__Document segment__:
☆ ☆ ☆ ☆ ☆ ☆ ☆
11

I was looking at this page on Lillefors test's Monte Carlo implementation. I don't understand this sentence:

There is random error in this calculation from the simulation. However, because of the trick of adding 1 to the numerator and denominator in calculating the P-value it can be used straight without regard for the randomness.

What do they mean by the trick of adding 1 to numerator and denominator?

The relevant piece of code is here:

n <- length(x)
nsim <- 4999
d.star <- double(nsim)
for (i in 1:nsim) {
    x.star <- rnorm(n)
    d.star[i] <- fred(x.star)
}
hist(d.star)
abline(v = d.hat, lty = 2)
## simulation-derived P-value
pval <- (sum(d.star > d.hat) + 1) / (nsim + 1)
☆ ☆ ☆ ☆ ☆ ☆ ☆
__Collected material__:

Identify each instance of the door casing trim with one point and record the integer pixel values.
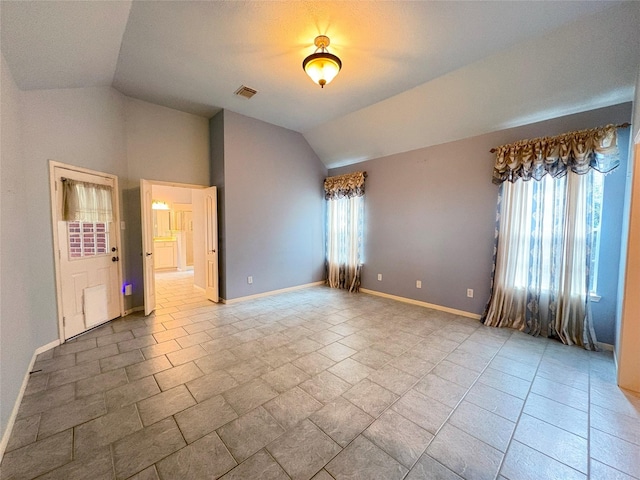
☆ ☆ ☆ ☆ ☆ ☆ ☆
__Exercise objective__: Copy verbatim the passage of the forum question on the Monte Carlo P-value that begins with the words containing "What do they" and ends with "d.star <- double(nsim)".

__In response__:
What do they mean by the trick of adding 1 to numerator and denominator?

The relevant piece of code is here:

n <- length(x)
nsim <- 4999
d.star <- double(nsim)